**** RECORDS FOR THE EXERCISE

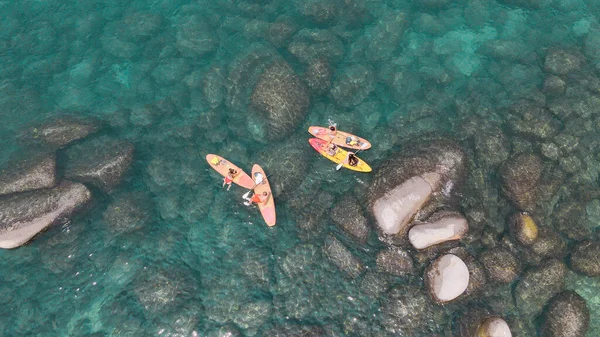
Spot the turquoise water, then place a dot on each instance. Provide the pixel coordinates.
(175, 78)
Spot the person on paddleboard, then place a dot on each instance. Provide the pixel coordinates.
(331, 131)
(351, 159)
(231, 174)
(260, 198)
(331, 149)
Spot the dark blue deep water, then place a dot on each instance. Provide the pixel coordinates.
(178, 79)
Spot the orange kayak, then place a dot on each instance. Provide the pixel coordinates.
(222, 166)
(267, 209)
(340, 138)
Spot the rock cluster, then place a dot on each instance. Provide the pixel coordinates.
(34, 196)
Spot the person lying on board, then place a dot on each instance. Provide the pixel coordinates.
(260, 198)
(229, 178)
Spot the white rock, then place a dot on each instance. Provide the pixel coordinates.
(447, 277)
(494, 327)
(397, 207)
(446, 229)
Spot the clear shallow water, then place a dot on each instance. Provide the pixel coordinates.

********

▸ WHAT TO PRODUCE
Switch "Spot" to "Locate" everywhere in the data and write out all of its lines again with nothing else changed. Leave the pictures out.

▸ EXPECTED ANSWER
Locate the turquoise water, then place a dot on each instance. Provide the pixel coordinates.
(175, 78)
Locate the person on paddleboard, then place a dot on each instance. Provide the pixel coordinates.
(331, 131)
(351, 159)
(231, 174)
(260, 198)
(331, 149)
Locate the dark blue deep water, then place a dot on each instance. Provide the pixel coordinates.
(178, 79)
Locate the orange kayak, then place a dot on each instance. Provide the pixel coordinates.
(222, 166)
(267, 209)
(340, 138)
Locate the rock cluster, then place a dot on each instance. Provide the pixel coordinates.
(34, 196)
Locate the person lying on board, then place a dot on each instance. Provide the pixel coordinates.
(260, 198)
(229, 178)
Locate the white rock, then place a dot on each instance. Provide the pixel coordinates.
(447, 277)
(494, 327)
(397, 207)
(446, 229)
Locate the clear shallow water, then place a dot on each instance. Provide the pixel coordinates.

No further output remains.